§ Source records
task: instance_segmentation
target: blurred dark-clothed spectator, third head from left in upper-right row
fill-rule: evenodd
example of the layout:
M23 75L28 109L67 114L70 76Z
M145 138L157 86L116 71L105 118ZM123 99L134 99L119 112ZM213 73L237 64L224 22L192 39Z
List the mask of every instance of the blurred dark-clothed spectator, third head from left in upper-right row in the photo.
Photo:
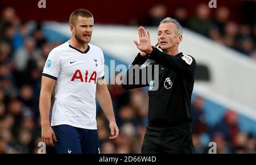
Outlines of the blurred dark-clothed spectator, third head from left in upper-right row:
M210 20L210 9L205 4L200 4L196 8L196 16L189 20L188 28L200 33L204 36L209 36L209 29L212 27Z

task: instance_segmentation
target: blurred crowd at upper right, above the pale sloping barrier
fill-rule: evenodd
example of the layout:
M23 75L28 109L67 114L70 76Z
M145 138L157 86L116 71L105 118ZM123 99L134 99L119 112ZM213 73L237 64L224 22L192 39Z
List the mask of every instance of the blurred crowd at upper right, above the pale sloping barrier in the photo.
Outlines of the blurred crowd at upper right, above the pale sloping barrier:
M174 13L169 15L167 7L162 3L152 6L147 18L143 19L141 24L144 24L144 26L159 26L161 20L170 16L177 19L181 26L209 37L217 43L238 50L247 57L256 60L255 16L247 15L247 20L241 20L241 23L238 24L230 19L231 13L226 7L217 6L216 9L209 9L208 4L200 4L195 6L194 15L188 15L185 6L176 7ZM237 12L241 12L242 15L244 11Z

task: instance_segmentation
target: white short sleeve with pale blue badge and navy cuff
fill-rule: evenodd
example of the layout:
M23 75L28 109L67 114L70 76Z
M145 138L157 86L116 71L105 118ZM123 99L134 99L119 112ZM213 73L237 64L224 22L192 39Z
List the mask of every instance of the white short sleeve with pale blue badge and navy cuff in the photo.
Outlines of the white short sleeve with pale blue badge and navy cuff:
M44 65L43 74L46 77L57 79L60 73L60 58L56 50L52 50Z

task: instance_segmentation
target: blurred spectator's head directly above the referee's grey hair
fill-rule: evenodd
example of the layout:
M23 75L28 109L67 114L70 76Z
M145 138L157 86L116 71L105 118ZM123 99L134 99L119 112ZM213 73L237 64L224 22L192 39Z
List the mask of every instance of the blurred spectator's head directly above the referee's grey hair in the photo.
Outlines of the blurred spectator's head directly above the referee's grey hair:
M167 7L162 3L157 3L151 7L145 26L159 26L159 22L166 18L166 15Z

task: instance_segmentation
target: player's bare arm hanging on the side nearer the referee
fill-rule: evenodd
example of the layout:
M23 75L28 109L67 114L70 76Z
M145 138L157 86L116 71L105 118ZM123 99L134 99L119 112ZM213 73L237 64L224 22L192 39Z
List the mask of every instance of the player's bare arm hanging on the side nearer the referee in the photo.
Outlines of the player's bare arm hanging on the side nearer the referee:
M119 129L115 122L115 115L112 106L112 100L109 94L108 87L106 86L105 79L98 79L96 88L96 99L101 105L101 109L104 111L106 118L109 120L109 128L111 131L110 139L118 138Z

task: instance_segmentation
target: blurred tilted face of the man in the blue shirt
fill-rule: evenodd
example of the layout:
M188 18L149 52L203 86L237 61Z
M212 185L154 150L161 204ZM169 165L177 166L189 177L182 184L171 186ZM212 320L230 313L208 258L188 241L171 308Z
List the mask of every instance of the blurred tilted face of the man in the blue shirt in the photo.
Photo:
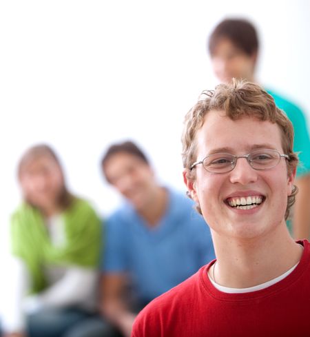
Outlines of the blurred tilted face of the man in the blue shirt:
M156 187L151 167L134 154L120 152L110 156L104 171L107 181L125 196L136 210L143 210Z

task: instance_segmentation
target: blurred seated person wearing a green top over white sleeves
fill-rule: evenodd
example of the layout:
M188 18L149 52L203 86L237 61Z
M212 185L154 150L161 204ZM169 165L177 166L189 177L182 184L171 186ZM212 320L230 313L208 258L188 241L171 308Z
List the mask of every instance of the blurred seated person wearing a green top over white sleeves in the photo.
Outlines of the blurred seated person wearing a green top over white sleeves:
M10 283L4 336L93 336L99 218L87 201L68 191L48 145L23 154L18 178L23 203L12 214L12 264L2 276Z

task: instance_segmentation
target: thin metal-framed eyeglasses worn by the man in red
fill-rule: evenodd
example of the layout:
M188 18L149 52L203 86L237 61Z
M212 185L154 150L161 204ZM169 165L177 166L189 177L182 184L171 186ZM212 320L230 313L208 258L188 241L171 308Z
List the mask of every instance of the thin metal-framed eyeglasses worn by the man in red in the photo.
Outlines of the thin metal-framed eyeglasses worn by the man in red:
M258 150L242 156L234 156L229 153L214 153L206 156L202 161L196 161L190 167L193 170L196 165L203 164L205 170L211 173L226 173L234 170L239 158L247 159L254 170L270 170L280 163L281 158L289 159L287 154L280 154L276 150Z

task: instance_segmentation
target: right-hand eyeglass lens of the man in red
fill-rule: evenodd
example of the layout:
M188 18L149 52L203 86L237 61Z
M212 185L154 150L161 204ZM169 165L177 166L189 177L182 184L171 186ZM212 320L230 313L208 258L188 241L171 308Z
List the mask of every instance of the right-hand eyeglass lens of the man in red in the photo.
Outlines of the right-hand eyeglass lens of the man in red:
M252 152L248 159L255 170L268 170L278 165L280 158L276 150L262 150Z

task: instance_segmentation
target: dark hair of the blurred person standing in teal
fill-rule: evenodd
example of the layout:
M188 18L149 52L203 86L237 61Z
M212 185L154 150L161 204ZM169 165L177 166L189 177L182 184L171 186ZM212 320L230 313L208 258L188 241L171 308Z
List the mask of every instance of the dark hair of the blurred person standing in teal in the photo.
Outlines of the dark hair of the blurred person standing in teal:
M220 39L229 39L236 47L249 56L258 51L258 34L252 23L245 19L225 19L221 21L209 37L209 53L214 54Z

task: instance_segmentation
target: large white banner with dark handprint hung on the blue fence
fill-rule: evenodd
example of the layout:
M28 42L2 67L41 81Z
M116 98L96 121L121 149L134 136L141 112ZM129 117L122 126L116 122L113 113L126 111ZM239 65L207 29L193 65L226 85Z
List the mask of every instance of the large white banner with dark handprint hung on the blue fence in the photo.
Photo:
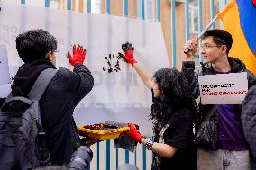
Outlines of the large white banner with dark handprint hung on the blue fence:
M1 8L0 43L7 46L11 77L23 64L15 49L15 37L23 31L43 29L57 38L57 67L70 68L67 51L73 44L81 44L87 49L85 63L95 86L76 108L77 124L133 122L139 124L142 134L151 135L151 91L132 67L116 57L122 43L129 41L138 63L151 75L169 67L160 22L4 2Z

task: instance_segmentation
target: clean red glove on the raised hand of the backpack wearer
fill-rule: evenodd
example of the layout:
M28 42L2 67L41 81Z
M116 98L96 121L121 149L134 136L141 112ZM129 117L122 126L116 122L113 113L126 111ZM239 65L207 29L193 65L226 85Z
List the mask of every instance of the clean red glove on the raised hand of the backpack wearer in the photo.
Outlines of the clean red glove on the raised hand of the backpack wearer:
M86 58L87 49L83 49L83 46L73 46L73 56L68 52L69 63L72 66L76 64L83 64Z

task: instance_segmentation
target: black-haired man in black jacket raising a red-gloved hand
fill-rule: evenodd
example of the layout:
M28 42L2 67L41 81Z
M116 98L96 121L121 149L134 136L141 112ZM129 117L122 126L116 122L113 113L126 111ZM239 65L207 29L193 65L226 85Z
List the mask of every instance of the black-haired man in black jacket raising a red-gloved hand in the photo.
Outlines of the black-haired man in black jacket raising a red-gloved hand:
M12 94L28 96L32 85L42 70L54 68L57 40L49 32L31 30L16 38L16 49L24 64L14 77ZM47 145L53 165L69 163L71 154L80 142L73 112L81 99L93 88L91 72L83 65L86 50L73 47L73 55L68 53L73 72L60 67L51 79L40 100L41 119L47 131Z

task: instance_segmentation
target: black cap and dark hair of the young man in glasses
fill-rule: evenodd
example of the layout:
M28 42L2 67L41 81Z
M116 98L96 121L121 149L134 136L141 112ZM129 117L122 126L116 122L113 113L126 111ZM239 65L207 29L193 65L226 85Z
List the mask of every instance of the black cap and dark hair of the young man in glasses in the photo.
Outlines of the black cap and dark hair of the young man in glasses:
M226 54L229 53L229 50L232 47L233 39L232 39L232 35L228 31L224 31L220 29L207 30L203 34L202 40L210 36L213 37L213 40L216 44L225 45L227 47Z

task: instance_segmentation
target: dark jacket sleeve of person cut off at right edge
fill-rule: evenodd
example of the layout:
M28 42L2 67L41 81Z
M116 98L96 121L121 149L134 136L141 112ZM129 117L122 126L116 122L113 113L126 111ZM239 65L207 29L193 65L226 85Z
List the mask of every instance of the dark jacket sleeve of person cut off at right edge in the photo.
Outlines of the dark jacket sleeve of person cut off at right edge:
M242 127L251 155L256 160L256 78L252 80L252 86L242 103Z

§ Task details
Take the lines from the one containing "List the mask of every instance of the dark jacket" through the final line of the entries above, and set them down exactly, with nothing added.

§ Response to the task
List the mask of every instance of the dark jacket sleeve of person cut off at right edge in the photo.
Outlines of the dark jacket sleeve of person cut off at right edge:
M242 127L251 155L256 160L256 78L252 80L252 86L242 103Z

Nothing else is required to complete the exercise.